That they did so can hardly be wondered at, considering the stakes. They all knew that when the war ended they would lose their handsome general officer’s pay and revert to their regular Army rank, lieutenant in most cases. Only one or two could become regular Army colonels, and they would be the ones with the most distinguished records. Custer was as careless with money as he was with the claimed number of enemy he had met and overcome; he had not saved a penny—could not, really, with Libbie buying $100 dresses to attend her social functions—and his tastes were as expensive as Libbie’s. Beyond the money, the rewards that white society gave its famous leaders were much desired, and no one enjoyed them more than Custer and Libbie.

Libbie especially cashed in on Custer’s fame and on her own beauty. She became the leading light of the Washington social scene in the last year of the war. She knew all the right people, went to all the right balls, wore the right clothes, and charmed every man she met. “Such style as we go in!” she told her parents in the spring of 1864 when she was living in camp with Custer. “Most army officers’ wives have to ride in ambulances, but my General has a carriage with silver harness that he captured last summer, and two magnificent matched horses. We have an escort of four or six soldiers riding behind.”

Entries provided:
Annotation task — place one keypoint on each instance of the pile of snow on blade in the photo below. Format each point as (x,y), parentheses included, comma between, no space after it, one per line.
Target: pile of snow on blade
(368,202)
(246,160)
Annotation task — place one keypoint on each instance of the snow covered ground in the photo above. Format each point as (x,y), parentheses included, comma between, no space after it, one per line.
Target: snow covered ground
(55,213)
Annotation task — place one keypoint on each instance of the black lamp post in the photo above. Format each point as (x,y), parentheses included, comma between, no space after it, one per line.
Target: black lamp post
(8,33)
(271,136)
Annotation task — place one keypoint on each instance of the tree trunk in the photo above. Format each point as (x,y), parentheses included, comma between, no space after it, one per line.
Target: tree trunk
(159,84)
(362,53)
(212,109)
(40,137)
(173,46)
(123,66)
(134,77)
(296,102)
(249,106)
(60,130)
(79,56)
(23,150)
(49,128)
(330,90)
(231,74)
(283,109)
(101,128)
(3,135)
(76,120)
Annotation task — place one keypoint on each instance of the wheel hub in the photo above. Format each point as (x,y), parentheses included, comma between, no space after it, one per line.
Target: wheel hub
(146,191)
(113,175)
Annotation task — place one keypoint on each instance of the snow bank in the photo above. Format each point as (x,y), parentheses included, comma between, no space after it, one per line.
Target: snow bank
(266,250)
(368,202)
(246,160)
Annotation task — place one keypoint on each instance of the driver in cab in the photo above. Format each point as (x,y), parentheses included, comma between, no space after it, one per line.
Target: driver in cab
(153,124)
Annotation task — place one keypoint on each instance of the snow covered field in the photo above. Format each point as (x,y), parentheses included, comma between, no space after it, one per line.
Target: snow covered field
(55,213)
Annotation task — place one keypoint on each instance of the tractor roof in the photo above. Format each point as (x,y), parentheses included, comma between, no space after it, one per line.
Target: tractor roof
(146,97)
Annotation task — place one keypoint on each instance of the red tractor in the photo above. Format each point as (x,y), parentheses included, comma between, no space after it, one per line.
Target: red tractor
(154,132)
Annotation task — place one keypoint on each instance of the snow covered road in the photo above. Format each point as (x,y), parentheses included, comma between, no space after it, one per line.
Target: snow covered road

Work instructions:
**1)** Copy the passage about Custer and Libbie word for word, from "That they did" to "Custer and Libbie.".
**2)** Translate this sentence from the passage about Custer and Libbie into Spanish: "She became the leading light of the Washington social scene in the last year of the war."
**3)** Continue the passage about Custer and Libbie from the point where it ends.

Outputs in order:
**1)**
That they did so can hardly be wondered at, considering the stakes. They all knew that when the war ended they would lose their handsome general officer’s pay and revert to their regular Army rank, lieutenant in most cases. Only one or two could become regular Army colonels, and they would be the ones with the most distinguished records. Custer was as careless with money as he was with the claimed number of enemy he had met and overcome; he had not saved a penny—could not, really, with Libbie buying $100 dresses to attend her social functions—and his tastes were as expensive as Libbie’s. Beyond the money, the rewards that white society gave its famous leaders were much desired, and no one enjoyed them more than Custer and Libbie.

**2)** Se convirtió en la figura más destacada de la vida social de Washington en el último año de la guerra.

**3)**
When Custer left the Shenandoah Valley for the start of the Wilderness campaign in May 1864, he and Libbie rode the train to Washington in a special car assigned to General Grant, who was just then coming to the capital to take command of the Union Armies. The twenty-three-year-old Libbie had a gay time chatting about Army life with General Grant. “I was the only lady, and he was so considerate he went out on the platform to smoke his cigar,
fearing it might be disagreeable to me, till Autie begged him to return. He smoked 5 on the journey.”